Tugas Diberikan
Tulis lanjutan petikan tentang korupsi dan KPK, mulai setelah kalimat terakhirnya.

Petikan
**********
Kalimat yang paling tepat untuk menggambarkan daya rusak korupsi di negeri ini adalah darurat korupsi. Kegentingan semakin serius karena elite politik tidak merasakan kegawatan bangsa ini. Penjarahan kekayaan negara mulai dari sumber daya alam sampai penggerogotan nilai-nilai kehidupan bangsa dilakukan untuk membangun imperium kekuasaan.
Korupsi adalah ancaman paling berbahaya karena mampu merenggut jiwa dan semangat kehidupan berbangsa dan bernegara. Korupsi dengan canggih telah menuangkan racun serasa madus kepada pemegang kekuasaan sehingga mereka lupa diri dan bertekuk lutut terhadap kekuasaan yang mendatangkan kenikmatan badaniah tanpa batas.
Tragedi berikutnya, mereka menjadi mati nuraninya. Diperlukan usaha dan tekad ekstra keras untuk menggulung pelaku kejahatan luar biasa itu agar lembaga politik dan negara tidak semakin membusuk.
Perjuangan masyarakat melawan korupsi setelah reformasi berhasil membentuk Komisi Pemberantasan Korupsi (KPK) dengan terbitnya Undang-undang No. 30 Tahun 2002 tentang KPK. Kewenangan KPK sangat besar karena manifestasi gelora hasrat dan semangat rakyat menaklukkan keserakahan penjahat negara.
KPK kemudian menunjukkan kedigdayaannya karena berani dan berhasil membuat elite politik dan penguasa korup masuk bui. KPK berprestasi menggempur koruptor yang melampiaskan nafsu dan naluri primitifnya dalam menimbun harta agar semakin berkuasa.
**********
Data Tersedia
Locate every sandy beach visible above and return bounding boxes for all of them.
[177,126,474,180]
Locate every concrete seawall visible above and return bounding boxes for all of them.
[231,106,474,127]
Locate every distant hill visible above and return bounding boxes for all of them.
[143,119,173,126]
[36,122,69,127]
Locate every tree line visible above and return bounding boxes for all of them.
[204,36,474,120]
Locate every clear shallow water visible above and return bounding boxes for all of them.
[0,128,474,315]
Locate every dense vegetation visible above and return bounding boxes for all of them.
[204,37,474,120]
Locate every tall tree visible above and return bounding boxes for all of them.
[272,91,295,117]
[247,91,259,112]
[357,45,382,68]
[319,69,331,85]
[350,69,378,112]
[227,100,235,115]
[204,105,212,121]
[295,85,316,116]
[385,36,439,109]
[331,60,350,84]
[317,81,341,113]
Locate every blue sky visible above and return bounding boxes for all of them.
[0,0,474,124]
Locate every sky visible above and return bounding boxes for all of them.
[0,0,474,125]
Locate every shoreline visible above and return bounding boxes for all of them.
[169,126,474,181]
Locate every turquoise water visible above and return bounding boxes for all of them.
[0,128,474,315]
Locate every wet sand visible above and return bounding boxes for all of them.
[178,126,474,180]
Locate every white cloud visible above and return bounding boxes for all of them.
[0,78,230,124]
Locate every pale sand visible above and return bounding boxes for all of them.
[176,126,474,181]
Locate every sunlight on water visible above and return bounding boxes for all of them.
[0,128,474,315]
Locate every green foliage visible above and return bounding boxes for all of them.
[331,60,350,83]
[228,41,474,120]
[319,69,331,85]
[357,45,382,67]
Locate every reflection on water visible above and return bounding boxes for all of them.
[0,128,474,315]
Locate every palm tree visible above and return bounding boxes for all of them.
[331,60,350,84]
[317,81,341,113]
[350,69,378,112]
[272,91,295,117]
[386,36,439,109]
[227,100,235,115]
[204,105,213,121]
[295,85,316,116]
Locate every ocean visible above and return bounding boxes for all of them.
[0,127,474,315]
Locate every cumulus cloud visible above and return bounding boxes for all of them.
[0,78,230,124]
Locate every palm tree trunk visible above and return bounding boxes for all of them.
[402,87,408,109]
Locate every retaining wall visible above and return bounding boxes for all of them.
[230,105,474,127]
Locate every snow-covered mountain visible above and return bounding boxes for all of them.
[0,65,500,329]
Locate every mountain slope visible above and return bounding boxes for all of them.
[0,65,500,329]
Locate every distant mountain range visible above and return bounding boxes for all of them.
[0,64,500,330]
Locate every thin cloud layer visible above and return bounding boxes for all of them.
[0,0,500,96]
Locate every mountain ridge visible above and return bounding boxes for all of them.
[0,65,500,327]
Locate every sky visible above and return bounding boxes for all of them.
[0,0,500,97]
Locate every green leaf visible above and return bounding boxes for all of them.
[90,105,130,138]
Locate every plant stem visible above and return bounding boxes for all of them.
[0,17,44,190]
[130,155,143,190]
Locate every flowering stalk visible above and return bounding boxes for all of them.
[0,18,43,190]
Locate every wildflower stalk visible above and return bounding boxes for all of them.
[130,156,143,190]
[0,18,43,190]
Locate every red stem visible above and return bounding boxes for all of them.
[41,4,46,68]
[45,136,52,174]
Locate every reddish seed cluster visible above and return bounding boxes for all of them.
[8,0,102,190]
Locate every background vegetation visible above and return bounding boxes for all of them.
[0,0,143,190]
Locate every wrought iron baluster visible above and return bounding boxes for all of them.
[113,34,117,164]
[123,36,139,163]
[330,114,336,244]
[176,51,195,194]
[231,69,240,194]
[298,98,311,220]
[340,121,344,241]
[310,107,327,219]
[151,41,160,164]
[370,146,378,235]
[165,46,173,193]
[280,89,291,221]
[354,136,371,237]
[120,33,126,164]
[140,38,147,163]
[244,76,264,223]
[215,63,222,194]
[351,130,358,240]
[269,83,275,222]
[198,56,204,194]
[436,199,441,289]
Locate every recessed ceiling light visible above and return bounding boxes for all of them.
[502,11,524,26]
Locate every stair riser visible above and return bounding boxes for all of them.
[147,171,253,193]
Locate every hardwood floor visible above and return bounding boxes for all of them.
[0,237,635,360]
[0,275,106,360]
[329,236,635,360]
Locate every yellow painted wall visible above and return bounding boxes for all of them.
**********
Hasil Latihan
Oleh karena itu, dapat dipahami kalau masyarakat sangat percaya dan memuja KPK, bahkan cenderung memitoskan institusi yang lahir dari rahim reformasi sebagai "Sang Penyelamat" atau Ratu Adil. Mitilogi yang mempercayai datangnya penyelamat yang akan membuat masyarakat sejahtera dan berkeadilan. Masyarakat yang nyaris putus asa dan frustasi menghadapi korupsi merasa terselamatkan oleh kehadiran dan sepak terjang KPK.
Fenomena semacam ini sangat manusiawi, namun harus dijaga agar KPK tidak dikeramatkan. Sakralisasi lembaga yang dikelola manusia rentan terhadap godaan kekuasaan. Terlebih jika mitilogi dijadikan instrumen ideologis untuk meraih kekuasaan oleh para petualang politik.
Oleh sebab itu, revisi Undang-undng KPK tak perlu menjadi kontroversi yang seakan pilihan antara hidup atau mati. Tak perlu ada demo-demo berlebihan, apalagi muncul tandingan yang memecah masyarakat. Agenda lebih penting adalah mengedukasi dan meliterasi masyarakat, terutama generasi muda, soal pentingnya kontrol terhadap lembaga politik dan negara.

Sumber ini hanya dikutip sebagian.